● DATASET ROWS
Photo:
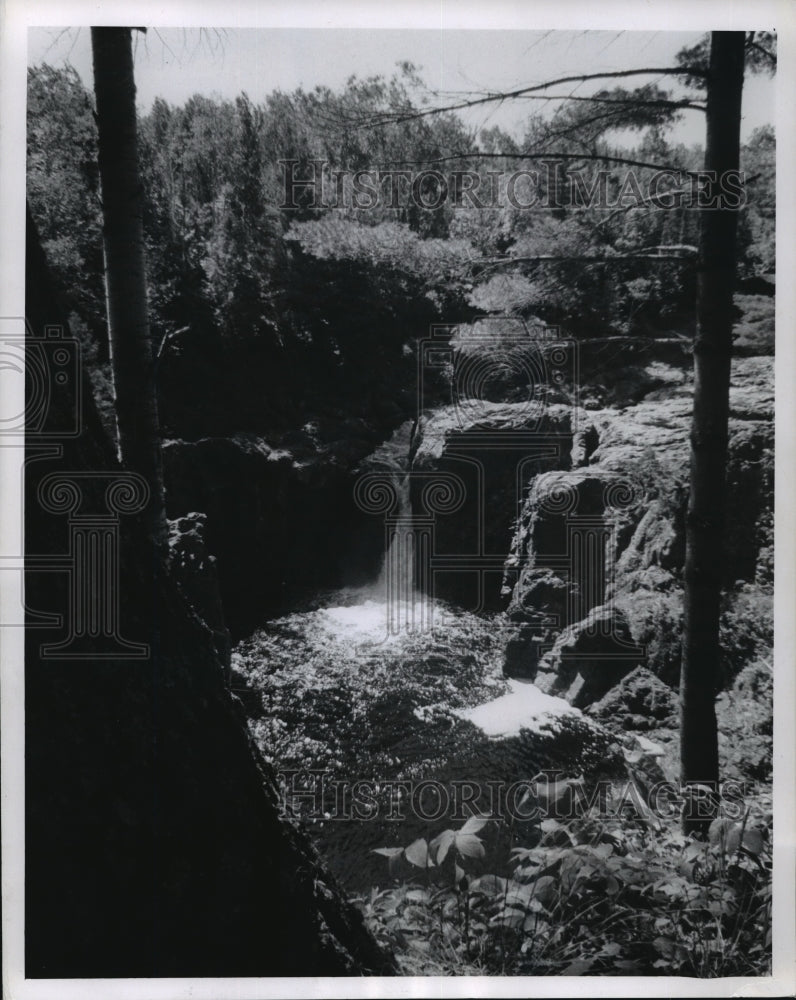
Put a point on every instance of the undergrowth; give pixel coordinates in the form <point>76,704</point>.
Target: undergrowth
<point>602,896</point>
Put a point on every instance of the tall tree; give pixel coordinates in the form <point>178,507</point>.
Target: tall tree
<point>132,355</point>
<point>699,760</point>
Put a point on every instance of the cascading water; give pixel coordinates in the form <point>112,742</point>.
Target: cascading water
<point>407,608</point>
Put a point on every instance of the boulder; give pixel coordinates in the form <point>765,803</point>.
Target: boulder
<point>589,658</point>
<point>639,701</point>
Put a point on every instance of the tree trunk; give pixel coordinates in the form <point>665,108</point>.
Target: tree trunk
<point>699,761</point>
<point>132,356</point>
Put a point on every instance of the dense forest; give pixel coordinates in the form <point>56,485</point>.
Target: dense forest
<point>301,253</point>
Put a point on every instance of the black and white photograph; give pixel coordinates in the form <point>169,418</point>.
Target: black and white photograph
<point>390,560</point>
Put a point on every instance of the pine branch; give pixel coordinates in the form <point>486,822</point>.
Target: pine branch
<point>390,118</point>
<point>605,158</point>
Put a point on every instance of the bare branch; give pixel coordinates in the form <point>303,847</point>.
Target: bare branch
<point>389,118</point>
<point>603,158</point>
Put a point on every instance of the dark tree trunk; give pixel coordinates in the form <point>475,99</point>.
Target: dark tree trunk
<point>125,268</point>
<point>712,356</point>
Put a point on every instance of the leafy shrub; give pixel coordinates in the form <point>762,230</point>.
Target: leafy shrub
<point>604,897</point>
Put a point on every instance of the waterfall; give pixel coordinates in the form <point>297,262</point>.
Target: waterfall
<point>407,606</point>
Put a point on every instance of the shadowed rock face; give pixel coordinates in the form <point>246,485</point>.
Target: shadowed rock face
<point>644,444</point>
<point>281,519</point>
<point>154,841</point>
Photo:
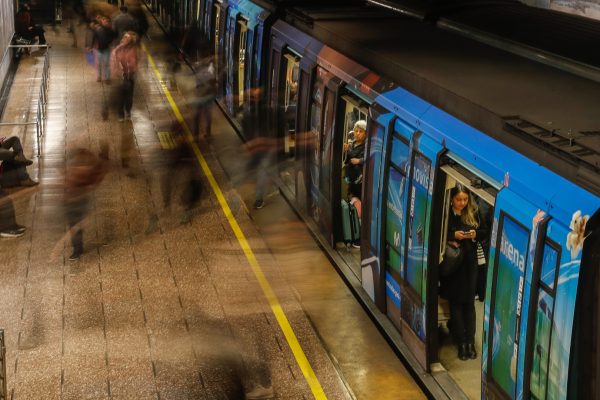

● WORK TO BE COMPLETED
Rewrite all of the entries above, substituting "image coordinates" for every occurrence of "pixel coordinates" and leaving everything else unchanged. Omit the pictures from your answer.

● COMPLETE RESPONSE
Photo:
Put a point on every instance of the undergrowth; give image coordinates in the form <point>76,704</point>.
Target: undergrowth
<point>602,896</point>
Put a point on every instance of the tall tree; give image coordinates in the form <point>178,507</point>.
Target: tall tree
<point>132,355</point>
<point>699,760</point>
Put a point on every instance of the cascading water; give image coordinates in the form <point>112,742</point>.
Target: cascading water
<point>407,608</point>
Put a point on every instance of the boulder; give image coordinates in the form <point>765,803</point>.
Target: boulder
<point>589,658</point>
<point>639,701</point>
Put a point on every instance of the tree trunk; give image coordinates in the form <point>665,108</point>.
Target: tree trunk
<point>699,761</point>
<point>132,356</point>
Put a point on every instance of the dense forest; give image coordinates in the form <point>56,485</point>.
Target: dense forest
<point>301,253</point>
Put a point on every instance of the black and white photograph; give image coordinates in the form <point>169,418</point>.
Target: black and white photograph
<point>390,560</point>
Put a point on every instance of the pine branch; give image coordinates in the form <point>486,822</point>.
Target: pine branch
<point>390,118</point>
<point>605,158</point>
Put a point on every instance of the bare branch; give image coordinates in the form <point>303,847</point>.
Target: bare branch
<point>389,118</point>
<point>603,158</point>
Put a point on every instance of the dark tree trunk; give image coordinates in the form <point>475,99</point>.
Target: dark tree trunk
<point>125,268</point>
<point>712,356</point>
Put a point on every instance of the leafy shrub; give image coordinates in the form <point>762,230</point>.
Target: leafy shrub
<point>604,897</point>
Put a point on every instance of the waterfall; give image coordinates in the form <point>297,262</point>.
Target: waterfall
<point>407,606</point>
Put a point on every instance of the shadowed rock face; give image coordinates in the form <point>246,485</point>.
Target: shadowed rock face
<point>644,444</point>
<point>281,519</point>
<point>154,841</point>
Photo:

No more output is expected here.